| Questions on the material |
1/ In the sirolimus pharmacokinetics abstract, which software and version were used to analyze the concentration-time data?
2/ For each statement, say whether the sirolimus pharmacokinetics abstract agrees, and quote the words that decide it: (a) Precision of between-subject variability was found through simulations from a Wishart distribution. (b) A three-compartment model was among the candidate models. (c) The concentration-time data came from liver transplant patients.
3/ Write the next part of the sirolimus pharmacokinetics abstract, picking up after its final sentence.

| Source document |
= Beginning of Section =

2004
Uppsala, Sweden
Bayesian Population Pharmacokinetic Analysis of Sirolimus
C. Dansirikul(1), L.E. Friberg(1), S.B. Duffull(1), R.G. Morris(2), S.E. Tett(1)
(1)School of Pharmacy, University of Queensland, Brisbane, Australia; (2) Dept. of Clinical Pharmacology, The Queen Elizabeth Hospital, Adelaide, Australia
Objective: It is usual that data collected from routine clinical care is sparse and unable to support the more complex pharmacokinetic (PK) models that may have been reported in previous rich data studies. Informative priors may be a pre-requisite for model development. The aim of this study was to estimate the population PK parameters of sirolimus using a fully Bayesian approach with informative priors.
Methods: Informative priors including prior mean and precision of the prior mean were elicited from previous published studies using a meta-analytic technique. Precision of between-subject variability was determined by simulations from a Wishart distribution using MATLAB (version 6.5). Concentration-time data of sirolimus retrospectively collected from kidney transplant patients were analysed using WinBUGS (version 1.3). The candidate models were either one- or two-compartment with first order absorption and first order elimination. Model discrimination was based on computation of the posterior odds supporting the model.

= End of Section =

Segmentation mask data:
= Beginning of Section =

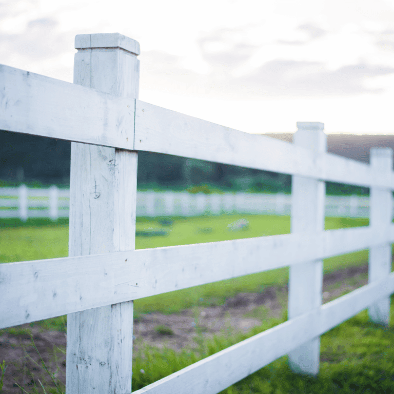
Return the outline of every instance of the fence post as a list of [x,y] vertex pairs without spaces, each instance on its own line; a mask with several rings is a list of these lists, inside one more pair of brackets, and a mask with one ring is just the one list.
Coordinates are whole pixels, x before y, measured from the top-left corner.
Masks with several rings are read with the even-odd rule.
[[[81,34],[75,48],[74,83],[129,97],[124,110],[132,111],[139,43],[117,33]],[[133,249],[136,152],[73,143],[71,165],[69,255]],[[67,394],[131,392],[132,328],[131,301],[68,316]]]
[[26,222],[28,217],[28,189],[26,185],[21,185],[18,188],[18,206],[19,217],[22,222]]
[[49,188],[49,217],[53,221],[59,217],[59,189],[54,185]]
[[[326,150],[327,136],[320,123],[298,122],[293,143],[318,156]],[[324,228],[325,183],[293,176],[291,183],[291,232],[314,233]],[[295,318],[319,307],[322,302],[323,262],[306,262],[290,267],[288,318]],[[319,372],[320,338],[307,342],[289,353],[295,372],[316,375]]]
[[[376,176],[391,176],[392,171],[392,150],[390,148],[372,148],[370,150],[370,165]],[[392,220],[391,190],[379,187],[370,189],[369,225],[377,231],[383,228],[389,232]],[[385,244],[369,248],[368,282],[387,277],[391,271],[391,245]],[[390,297],[385,297],[371,305],[368,309],[371,320],[388,325],[390,318]]]

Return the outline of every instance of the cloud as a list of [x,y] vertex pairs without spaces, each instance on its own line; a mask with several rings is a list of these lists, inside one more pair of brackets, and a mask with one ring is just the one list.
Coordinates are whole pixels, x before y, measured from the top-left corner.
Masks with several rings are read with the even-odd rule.
[[304,24],[300,25],[296,29],[296,35],[298,36],[299,33],[304,33],[303,40],[279,40],[277,41],[278,44],[287,45],[303,45],[310,43],[314,40],[320,38],[327,34],[327,31],[315,25],[311,24]]
[[337,70],[326,69],[319,62],[274,60],[254,72],[230,81],[251,94],[275,96],[332,96],[378,93],[382,89],[366,87],[370,77],[394,73],[394,68],[365,63]]

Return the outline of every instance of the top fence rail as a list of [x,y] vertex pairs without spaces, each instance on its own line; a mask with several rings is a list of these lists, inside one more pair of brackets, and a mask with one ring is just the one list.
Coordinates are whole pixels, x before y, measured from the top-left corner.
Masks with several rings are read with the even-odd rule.
[[1,130],[394,189],[392,172],[377,174],[367,164],[332,154],[6,66],[0,66],[0,75]]

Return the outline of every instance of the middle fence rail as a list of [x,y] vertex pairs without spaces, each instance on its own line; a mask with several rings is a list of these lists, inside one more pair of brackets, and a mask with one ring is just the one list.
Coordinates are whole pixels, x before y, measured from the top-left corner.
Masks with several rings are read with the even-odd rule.
[[[289,266],[288,320],[136,393],[214,394],[286,354],[316,375],[323,333],[365,309],[388,324],[391,149],[368,165],[327,153],[322,123],[298,123],[289,144],[144,103],[138,43],[84,34],[75,47],[74,84],[0,66],[0,129],[73,142],[70,257],[0,264],[0,328],[68,314],[67,394],[129,394],[133,300],[198,285]],[[291,174],[291,233],[134,250],[140,150]],[[370,188],[369,226],[324,230],[327,181]],[[366,248],[368,284],[322,305],[322,260]]]
[[[48,218],[56,220],[68,218],[70,191],[52,185],[49,188],[0,188],[0,218]],[[221,213],[253,213],[286,215],[291,213],[291,195],[284,193],[244,192],[190,193],[186,191],[137,192],[136,215],[192,216]],[[359,195],[327,195],[327,216],[368,218],[369,197]],[[392,212],[394,217],[394,210]]]

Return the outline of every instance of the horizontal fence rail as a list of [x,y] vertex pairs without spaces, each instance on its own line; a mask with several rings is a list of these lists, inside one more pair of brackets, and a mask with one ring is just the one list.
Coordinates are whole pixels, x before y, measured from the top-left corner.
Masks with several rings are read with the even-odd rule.
[[7,66],[0,76],[7,102],[0,130],[394,189],[394,174],[340,156]]
[[383,242],[394,242],[394,225],[388,233],[356,227],[0,264],[0,328]]
[[215,394],[394,292],[394,273],[266,330],[136,391]]
[[[288,266],[289,319],[136,393],[213,394],[286,354],[293,370],[316,375],[322,333],[366,308],[388,324],[392,150],[371,149],[368,165],[327,153],[322,123],[298,123],[289,144],[144,103],[138,43],[84,34],[75,48],[74,84],[0,66],[0,130],[73,142],[70,257],[0,264],[0,328],[68,314],[67,394],[130,394],[132,301],[180,289]],[[290,174],[292,195],[264,208],[264,195],[247,193],[137,195],[139,150]],[[369,187],[370,198],[325,198],[324,181]],[[16,190],[0,196],[0,216],[66,215],[68,191]],[[135,250],[138,206],[152,216],[279,210],[292,232]],[[323,231],[325,210],[369,225]],[[322,305],[322,259],[366,248],[369,284]]]
[[[0,188],[0,218],[68,218],[70,192],[52,186],[48,189]],[[290,215],[291,194],[237,192],[222,194],[190,194],[171,191],[137,192],[138,216],[191,216],[221,213]],[[368,218],[369,198],[365,196],[326,197],[325,215]],[[393,210],[394,217],[394,209]]]

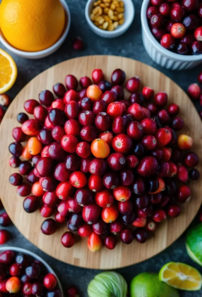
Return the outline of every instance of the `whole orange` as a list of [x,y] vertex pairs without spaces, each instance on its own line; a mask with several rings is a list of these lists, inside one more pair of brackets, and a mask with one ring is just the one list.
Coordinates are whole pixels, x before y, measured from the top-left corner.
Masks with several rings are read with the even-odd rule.
[[60,0],[2,0],[0,28],[13,46],[37,51],[52,45],[65,26],[65,15]]

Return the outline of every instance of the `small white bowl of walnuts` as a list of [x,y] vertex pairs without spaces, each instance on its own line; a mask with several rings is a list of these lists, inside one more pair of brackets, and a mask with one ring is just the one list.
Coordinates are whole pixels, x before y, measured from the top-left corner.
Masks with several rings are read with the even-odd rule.
[[102,37],[114,38],[130,26],[135,9],[132,0],[88,0],[85,15],[95,33]]

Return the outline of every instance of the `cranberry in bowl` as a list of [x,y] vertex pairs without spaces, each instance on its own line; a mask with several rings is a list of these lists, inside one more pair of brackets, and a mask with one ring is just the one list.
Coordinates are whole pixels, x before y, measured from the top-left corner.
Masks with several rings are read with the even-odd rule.
[[193,0],[196,7],[191,11],[184,2],[177,7],[170,2],[154,6],[151,0],[144,0],[142,5],[145,48],[154,62],[167,69],[189,69],[202,63],[202,42],[194,34],[200,26],[198,2]]

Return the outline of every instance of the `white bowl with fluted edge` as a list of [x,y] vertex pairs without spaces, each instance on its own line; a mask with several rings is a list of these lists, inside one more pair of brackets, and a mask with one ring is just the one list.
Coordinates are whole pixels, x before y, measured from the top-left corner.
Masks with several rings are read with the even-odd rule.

= End of Section =

| Answer list |
1/ WinBUGS (version 1.3).

2/
(a) Yes: "Precision of between-subject variability was determined by simulations from a Wishart distribution using MATLAB (version 6.5)."
(b) No: "The candidate models were either one- or two-compartment with first order absorption and first order elimination."
(c) No: "Concentration-time data of sirolimus retrospectively collected from kidney transplant patients were analysed using WinBUGS (version 1.3)."

3/
Results: A total of 315 concentration-time points were obtained from 25 patients. Most data were clustered at trough concentrations with range of 1.6 to 77 hours post-dose. Using informative priors, either a one- or two-compartment model could be used to describe the data. When a one-compartment model was applied, information was gained from the data for the value of apparent clearance (CL/F = 18.5 L/h), and apparent volume of distribution (V/F = 1406 L) but no information was gained about the absorption rate constant (ka). When a two-compartment model was fitted to the data, the data were informative about CL/F, apparent inter-compartmental clearance, and apparent volume of distribution of the peripheral compartment (13.2 L/h, 20.8 L/h, and 579 L, respectively). The posterior distribution of the volume distribution of central compartment and ka were the same as priors. The posterior odds for the two-compartment model was 8.1, indicating the data supported the two-compartment model.
Conclusion: The use of informative priors supported the choice of a more complex and informative model that would otherwise have not been supported by the sparse data.